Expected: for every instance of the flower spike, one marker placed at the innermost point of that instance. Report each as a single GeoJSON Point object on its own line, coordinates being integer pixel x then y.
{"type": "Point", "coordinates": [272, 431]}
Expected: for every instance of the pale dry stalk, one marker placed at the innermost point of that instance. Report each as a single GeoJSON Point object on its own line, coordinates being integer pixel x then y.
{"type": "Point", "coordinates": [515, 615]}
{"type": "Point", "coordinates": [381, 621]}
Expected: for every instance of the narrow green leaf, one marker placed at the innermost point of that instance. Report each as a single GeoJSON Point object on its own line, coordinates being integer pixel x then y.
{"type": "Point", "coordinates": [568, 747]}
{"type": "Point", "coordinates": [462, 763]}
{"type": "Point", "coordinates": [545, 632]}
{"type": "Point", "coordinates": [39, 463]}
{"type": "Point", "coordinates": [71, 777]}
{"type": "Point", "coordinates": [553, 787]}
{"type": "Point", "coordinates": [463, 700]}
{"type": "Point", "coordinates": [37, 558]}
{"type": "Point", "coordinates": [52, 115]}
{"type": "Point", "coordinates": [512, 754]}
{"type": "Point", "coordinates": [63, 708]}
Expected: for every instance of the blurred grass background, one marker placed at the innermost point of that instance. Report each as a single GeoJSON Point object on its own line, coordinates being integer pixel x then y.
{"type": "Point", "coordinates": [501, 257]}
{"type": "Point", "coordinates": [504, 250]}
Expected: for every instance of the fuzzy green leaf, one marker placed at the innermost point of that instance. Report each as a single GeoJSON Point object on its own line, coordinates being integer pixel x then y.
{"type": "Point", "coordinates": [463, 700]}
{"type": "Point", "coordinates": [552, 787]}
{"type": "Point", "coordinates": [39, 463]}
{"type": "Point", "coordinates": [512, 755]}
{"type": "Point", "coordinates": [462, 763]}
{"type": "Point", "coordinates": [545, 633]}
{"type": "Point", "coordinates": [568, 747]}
------------
THE PROBLEM: Render every line of the rows above as a Markdown table with two columns, Line and Text, holding each line's number and the line itself. Leave out blank lines.

RESPONSE TO THIS EXERCISE:
| Line | Text |
|---|---|
| 1 | Expected: for every instance of the flower spike, one marker placed at the innermost point of that instance. Report each as a single GeoJSON Point object on its own line, coordinates being integer pixel x then y. |
| 2 | {"type": "Point", "coordinates": [272, 431]} |
| 3 | Expected: for every instance of the pale dry stalk, one marker placed at the innermost point of that instance. Report each as a single GeoJSON Point object on its own line, coordinates being integer pixel x then y. |
| 4 | {"type": "Point", "coordinates": [515, 615]} |
| 5 | {"type": "Point", "coordinates": [381, 621]} |
| 6 | Expected: for every instance of the narrow green leaf, one marker placed at the innermost point of that instance. Report each as a single GeoJSON Point object on its own line, coordinates being integer pixel x then y. |
| 7 | {"type": "Point", "coordinates": [568, 747]} |
| 8 | {"type": "Point", "coordinates": [462, 763]} |
| 9 | {"type": "Point", "coordinates": [545, 632]} |
| 10 | {"type": "Point", "coordinates": [39, 463]} |
| 11 | {"type": "Point", "coordinates": [71, 777]} |
| 12 | {"type": "Point", "coordinates": [553, 787]} |
| 13 | {"type": "Point", "coordinates": [463, 700]} |
| 14 | {"type": "Point", "coordinates": [37, 558]} |
| 15 | {"type": "Point", "coordinates": [52, 115]} |
| 16 | {"type": "Point", "coordinates": [512, 754]} |
| 17 | {"type": "Point", "coordinates": [63, 708]} |
| 18 | Expected: for every instance of the blurred grass background, one marker placed at the innermost point of that instance. Report each as a single GeoJSON Point object on its own line, coordinates being integer pixel x then y. |
| 19 | {"type": "Point", "coordinates": [501, 257]} |
| 20 | {"type": "Point", "coordinates": [504, 250]} |
| 21 | Expected: for every instance of the fuzzy green leaf, one marker placed at the innermost point of that instance. Report each as a single GeoJSON Point object on its own line, coordinates being integer pixel x then y. |
| 22 | {"type": "Point", "coordinates": [463, 700]} |
| 23 | {"type": "Point", "coordinates": [552, 787]} |
| 24 | {"type": "Point", "coordinates": [39, 463]} |
| 25 | {"type": "Point", "coordinates": [512, 755]} |
| 26 | {"type": "Point", "coordinates": [462, 763]} |
| 27 | {"type": "Point", "coordinates": [545, 633]} |
| 28 | {"type": "Point", "coordinates": [568, 747]} |